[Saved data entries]
— BEGIN —

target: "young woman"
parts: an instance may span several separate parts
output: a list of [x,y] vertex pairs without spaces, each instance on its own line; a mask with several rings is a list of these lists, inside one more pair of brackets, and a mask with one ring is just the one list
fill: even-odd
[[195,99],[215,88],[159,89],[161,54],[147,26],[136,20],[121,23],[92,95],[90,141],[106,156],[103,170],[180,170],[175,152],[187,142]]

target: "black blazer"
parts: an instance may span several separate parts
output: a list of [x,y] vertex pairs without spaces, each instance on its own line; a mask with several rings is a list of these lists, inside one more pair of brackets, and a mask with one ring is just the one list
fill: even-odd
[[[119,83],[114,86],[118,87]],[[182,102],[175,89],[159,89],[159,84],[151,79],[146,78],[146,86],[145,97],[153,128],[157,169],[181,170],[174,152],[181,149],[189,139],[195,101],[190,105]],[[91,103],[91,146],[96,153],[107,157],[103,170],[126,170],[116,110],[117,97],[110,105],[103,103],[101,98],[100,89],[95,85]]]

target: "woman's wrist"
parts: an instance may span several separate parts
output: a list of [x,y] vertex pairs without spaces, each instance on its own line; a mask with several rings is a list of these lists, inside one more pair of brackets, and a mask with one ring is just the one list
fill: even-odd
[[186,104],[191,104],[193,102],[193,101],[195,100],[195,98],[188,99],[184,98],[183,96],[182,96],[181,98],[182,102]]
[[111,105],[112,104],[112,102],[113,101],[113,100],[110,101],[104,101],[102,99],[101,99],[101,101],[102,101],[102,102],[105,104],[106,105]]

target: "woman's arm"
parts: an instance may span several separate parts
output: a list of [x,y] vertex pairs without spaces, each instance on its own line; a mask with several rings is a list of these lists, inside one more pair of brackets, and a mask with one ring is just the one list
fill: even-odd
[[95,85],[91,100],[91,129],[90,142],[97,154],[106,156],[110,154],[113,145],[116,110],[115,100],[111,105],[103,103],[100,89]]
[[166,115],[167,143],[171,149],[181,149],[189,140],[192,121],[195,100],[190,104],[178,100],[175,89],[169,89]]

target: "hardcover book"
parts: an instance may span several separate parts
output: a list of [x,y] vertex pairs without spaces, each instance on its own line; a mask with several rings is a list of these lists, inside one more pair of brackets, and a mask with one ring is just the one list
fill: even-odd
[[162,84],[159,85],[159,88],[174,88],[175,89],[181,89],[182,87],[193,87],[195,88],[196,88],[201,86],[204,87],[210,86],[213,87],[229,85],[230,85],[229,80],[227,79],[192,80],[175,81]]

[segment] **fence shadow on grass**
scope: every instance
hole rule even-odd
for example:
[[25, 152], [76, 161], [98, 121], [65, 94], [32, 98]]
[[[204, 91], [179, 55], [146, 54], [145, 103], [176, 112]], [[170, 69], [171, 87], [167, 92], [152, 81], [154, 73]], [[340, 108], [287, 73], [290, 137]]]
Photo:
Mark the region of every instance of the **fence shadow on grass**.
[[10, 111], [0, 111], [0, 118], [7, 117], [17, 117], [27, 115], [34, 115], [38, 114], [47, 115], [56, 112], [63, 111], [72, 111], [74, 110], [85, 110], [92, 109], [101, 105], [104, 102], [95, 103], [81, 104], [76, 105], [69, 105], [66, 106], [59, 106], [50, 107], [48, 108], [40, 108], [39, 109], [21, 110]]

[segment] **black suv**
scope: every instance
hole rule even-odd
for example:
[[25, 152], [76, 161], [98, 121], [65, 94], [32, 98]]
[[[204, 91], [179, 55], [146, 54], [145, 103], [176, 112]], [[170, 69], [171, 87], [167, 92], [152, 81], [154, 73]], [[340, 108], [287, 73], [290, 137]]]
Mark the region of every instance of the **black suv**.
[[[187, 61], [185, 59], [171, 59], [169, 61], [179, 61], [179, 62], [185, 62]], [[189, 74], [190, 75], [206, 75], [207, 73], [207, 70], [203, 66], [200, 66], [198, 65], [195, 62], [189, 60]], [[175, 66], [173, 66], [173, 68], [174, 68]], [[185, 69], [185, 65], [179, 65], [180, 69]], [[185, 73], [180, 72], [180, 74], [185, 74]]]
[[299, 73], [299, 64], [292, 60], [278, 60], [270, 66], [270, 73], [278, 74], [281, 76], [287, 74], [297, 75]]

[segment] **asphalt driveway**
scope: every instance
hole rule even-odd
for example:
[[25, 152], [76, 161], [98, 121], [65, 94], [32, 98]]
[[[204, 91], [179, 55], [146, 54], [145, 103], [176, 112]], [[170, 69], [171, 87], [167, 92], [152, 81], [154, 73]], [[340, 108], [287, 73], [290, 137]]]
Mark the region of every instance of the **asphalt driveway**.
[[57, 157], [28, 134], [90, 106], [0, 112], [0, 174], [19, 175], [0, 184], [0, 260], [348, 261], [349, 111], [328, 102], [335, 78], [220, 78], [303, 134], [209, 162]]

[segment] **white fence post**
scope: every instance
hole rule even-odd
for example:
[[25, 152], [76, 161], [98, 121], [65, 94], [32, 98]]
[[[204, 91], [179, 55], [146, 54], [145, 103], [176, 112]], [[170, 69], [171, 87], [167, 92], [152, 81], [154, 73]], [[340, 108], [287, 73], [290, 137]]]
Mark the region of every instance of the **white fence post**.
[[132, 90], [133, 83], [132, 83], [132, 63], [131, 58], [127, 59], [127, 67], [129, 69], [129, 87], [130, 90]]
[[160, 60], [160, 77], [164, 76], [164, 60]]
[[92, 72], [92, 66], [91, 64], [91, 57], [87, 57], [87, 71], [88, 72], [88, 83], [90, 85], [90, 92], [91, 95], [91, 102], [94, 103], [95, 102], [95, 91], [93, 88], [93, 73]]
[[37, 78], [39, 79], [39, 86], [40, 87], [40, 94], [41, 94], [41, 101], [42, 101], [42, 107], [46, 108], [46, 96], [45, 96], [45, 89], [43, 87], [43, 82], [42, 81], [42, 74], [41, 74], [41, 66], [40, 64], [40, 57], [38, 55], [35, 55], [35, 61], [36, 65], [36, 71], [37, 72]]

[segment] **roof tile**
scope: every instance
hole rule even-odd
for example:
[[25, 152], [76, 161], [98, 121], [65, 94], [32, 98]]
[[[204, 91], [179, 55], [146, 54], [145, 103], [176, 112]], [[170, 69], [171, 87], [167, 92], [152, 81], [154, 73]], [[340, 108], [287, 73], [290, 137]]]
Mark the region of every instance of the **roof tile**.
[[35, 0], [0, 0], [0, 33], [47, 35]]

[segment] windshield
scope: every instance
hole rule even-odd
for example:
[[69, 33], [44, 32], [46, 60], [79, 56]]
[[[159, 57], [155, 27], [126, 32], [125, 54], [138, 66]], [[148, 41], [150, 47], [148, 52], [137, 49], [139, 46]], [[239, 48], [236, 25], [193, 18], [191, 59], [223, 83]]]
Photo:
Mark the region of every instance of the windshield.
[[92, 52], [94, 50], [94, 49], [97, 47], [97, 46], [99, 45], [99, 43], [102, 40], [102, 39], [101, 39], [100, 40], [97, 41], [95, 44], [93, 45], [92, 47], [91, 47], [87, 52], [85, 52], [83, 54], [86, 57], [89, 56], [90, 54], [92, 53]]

— END —

▶ [What needs to be done]: Quote each line of the data above exactly as written.

▶ [Complete answer]:
target: "young woman"
parts: an instance may span several separate parts
output: a list of [x,y] vertex pairs without spaces, each instance on its own line; a mask with several rings is a list of these lists, inside one more pair of brackets, and a mask with one ring is just the one list
fill: even-odd
[[195,99],[215,88],[159,89],[161,54],[147,26],[136,20],[121,23],[92,95],[90,141],[106,156],[103,170],[180,170],[175,152],[187,142]]

target: "black blazer"
parts: an instance may span several separate parts
output: a list of [x,y] vertex pairs without spaces, each instance on its own line; a mask with several rings is a list of these lists, inside one more pair of brackets, and a mask with one ring is just the one list
fill: even-odd
[[[119,83],[114,86],[118,87]],[[182,102],[175,89],[159,89],[159,84],[151,79],[146,78],[146,86],[145,97],[153,128],[157,169],[181,170],[174,152],[181,149],[189,139],[195,101],[190,105]],[[91,103],[91,146],[96,153],[107,157],[103,170],[126,170],[116,110],[117,97],[110,105],[103,103],[101,98],[100,89],[95,85]]]

target: "woman's wrist"
parts: an instance may span several separate parts
output: a list of [x,y] vertex pairs without spaces, each instance on its own line; a mask with several rings is a list of these lists, inside one more pair of brackets, and a mask with one ring is just the one list
fill: even-odd
[[186,104],[191,104],[193,102],[193,101],[195,100],[195,98],[188,99],[184,98],[183,96],[182,96],[181,98],[182,102]]
[[111,105],[112,104],[112,102],[113,101],[113,100],[110,101],[104,101],[102,99],[101,99],[101,101],[102,101],[102,102],[105,104],[106,105]]

target: "woman's arm"
parts: an instance may span several separate parts
output: a list of [x,y] vertex pairs without spaces, each instance on its own line; a mask with several rings is a list of these lists, inside one more pair of brackets, and a mask with one ring is just the one list
fill: even-odd
[[95,85],[91,100],[91,129],[90,142],[97,154],[106,156],[110,154],[113,145],[116,110],[115,100],[111,105],[103,103],[100,89]]
[[166,115],[167,143],[171,149],[181,149],[189,140],[192,121],[195,100],[190,104],[178,100],[175,89],[169,89]]

target: "hardcover book"
parts: an instance may span several separate parts
output: a list of [x,y] vertex pairs without spaces, each instance on its own line; a mask with several rings is a list of these lists, inside one more pair of brackets, and a mask with one ring is just the one list
fill: even-odd
[[162,84],[159,85],[159,88],[174,88],[175,89],[181,89],[182,87],[193,87],[195,88],[196,88],[201,86],[204,87],[210,86],[213,87],[229,85],[230,85],[229,80],[227,79],[192,80],[175,81]]

[segment] **fence shadow on grass**
scope: every instance
hole rule even-odd
for example:
[[25, 152], [76, 161], [98, 121], [65, 94], [32, 98]]
[[[204, 91], [179, 55], [146, 54], [145, 103], [176, 112]], [[170, 69], [171, 87], [167, 92], [152, 81], [154, 73]], [[340, 108], [287, 73], [290, 137]]]
Photo:
Mark the region of every instance of the **fence shadow on grass**.
[[10, 111], [0, 111], [0, 118], [7, 117], [17, 117], [27, 115], [34, 115], [38, 114], [47, 115], [56, 112], [63, 111], [72, 111], [74, 110], [85, 110], [92, 109], [101, 105], [104, 102], [95, 103], [81, 104], [76, 105], [69, 105], [66, 106], [59, 106], [50, 107], [48, 108], [40, 108], [39, 109], [21, 110]]

[segment] **black suv**
scope: every instance
hole rule even-odd
for example:
[[25, 152], [76, 161], [98, 121], [65, 94], [32, 98]]
[[[204, 91], [179, 55], [146, 54], [145, 103], [176, 112]], [[170, 69], [171, 87], [167, 92], [152, 81], [154, 73]], [[340, 108], [287, 73], [290, 137]]]
Mark the region of every instance of the **black suv**.
[[[187, 61], [185, 59], [171, 59], [169, 61], [179, 61], [179, 62], [185, 62]], [[189, 74], [190, 75], [206, 75], [207, 73], [207, 70], [203, 66], [200, 66], [198, 65], [195, 62], [189, 60]], [[175, 66], [173, 66], [173, 68], [174, 68]], [[185, 69], [185, 65], [179, 65], [180, 69]], [[185, 73], [180, 72], [180, 74], [185, 74]]]
[[299, 73], [299, 64], [292, 60], [278, 60], [270, 66], [270, 73], [278, 74], [281, 76], [287, 74], [297, 75]]

[segment] **asphalt driveway**
scope: every instance
hole rule even-odd
for example:
[[25, 152], [76, 161], [98, 121], [65, 94], [32, 98]]
[[[204, 91], [179, 55], [146, 54], [145, 103], [176, 112]], [[170, 69], [171, 87], [167, 92], [152, 81], [154, 73]], [[340, 108], [287, 73], [290, 137]]]
Mark the region of every instance of the **asphalt driveway**.
[[57, 157], [28, 134], [90, 106], [0, 112], [0, 174], [19, 175], [0, 184], [0, 260], [348, 261], [349, 111], [328, 102], [335, 78], [220, 78], [303, 134], [209, 162]]

[segment] **white fence post**
scope: every instance
hole rule even-odd
for example:
[[25, 152], [76, 161], [98, 121], [65, 94], [32, 98]]
[[[204, 91], [179, 55], [146, 54], [145, 103], [176, 112]], [[170, 69], [171, 87], [167, 92], [152, 81], [154, 73]], [[340, 108], [287, 73], [290, 137]]]
Mark the region of every instance of the **white fence post**.
[[132, 90], [133, 83], [132, 83], [132, 63], [131, 58], [127, 59], [127, 67], [129, 69], [129, 87], [130, 90]]
[[160, 60], [160, 77], [164, 76], [164, 60]]
[[92, 72], [92, 66], [91, 64], [91, 57], [87, 57], [87, 71], [88, 72], [88, 83], [90, 85], [90, 92], [91, 95], [91, 102], [94, 103], [95, 102], [95, 91], [93, 88], [93, 73]]
[[37, 78], [39, 79], [39, 86], [40, 87], [40, 94], [41, 94], [41, 101], [42, 101], [42, 107], [46, 108], [46, 96], [45, 96], [45, 89], [43, 87], [43, 82], [42, 81], [42, 74], [41, 74], [41, 66], [40, 64], [40, 57], [38, 55], [35, 55], [35, 61], [36, 65], [36, 71], [37, 72]]

[segment] **roof tile**
scope: every instance
hole rule even-odd
for example:
[[25, 152], [76, 161], [98, 121], [65, 94], [32, 98]]
[[[204, 91], [179, 55], [146, 54], [145, 103], [176, 112]], [[170, 69], [171, 87], [167, 92], [152, 81], [154, 73]], [[340, 108], [287, 73], [290, 137]]]
Mark the region of every instance of the **roof tile**.
[[35, 0], [0, 0], [0, 33], [47, 35]]

[segment] windshield
scope: every instance
hole rule even-odd
for example:
[[69, 33], [44, 32], [46, 60], [79, 56]]
[[[159, 57], [155, 27], [126, 32], [125, 54], [138, 66]], [[148, 41], [150, 47], [148, 52], [137, 49], [139, 46]], [[239, 48], [236, 25], [193, 18], [191, 59], [223, 83]]]
Photo:
Mark the region of every instance of the windshield.
[[92, 52], [94, 50], [94, 49], [97, 47], [97, 46], [99, 45], [99, 43], [102, 40], [102, 39], [101, 39], [100, 40], [97, 41], [95, 44], [93, 45], [92, 47], [91, 47], [87, 52], [85, 52], [83, 54], [86, 57], [89, 56], [90, 54], [92, 53]]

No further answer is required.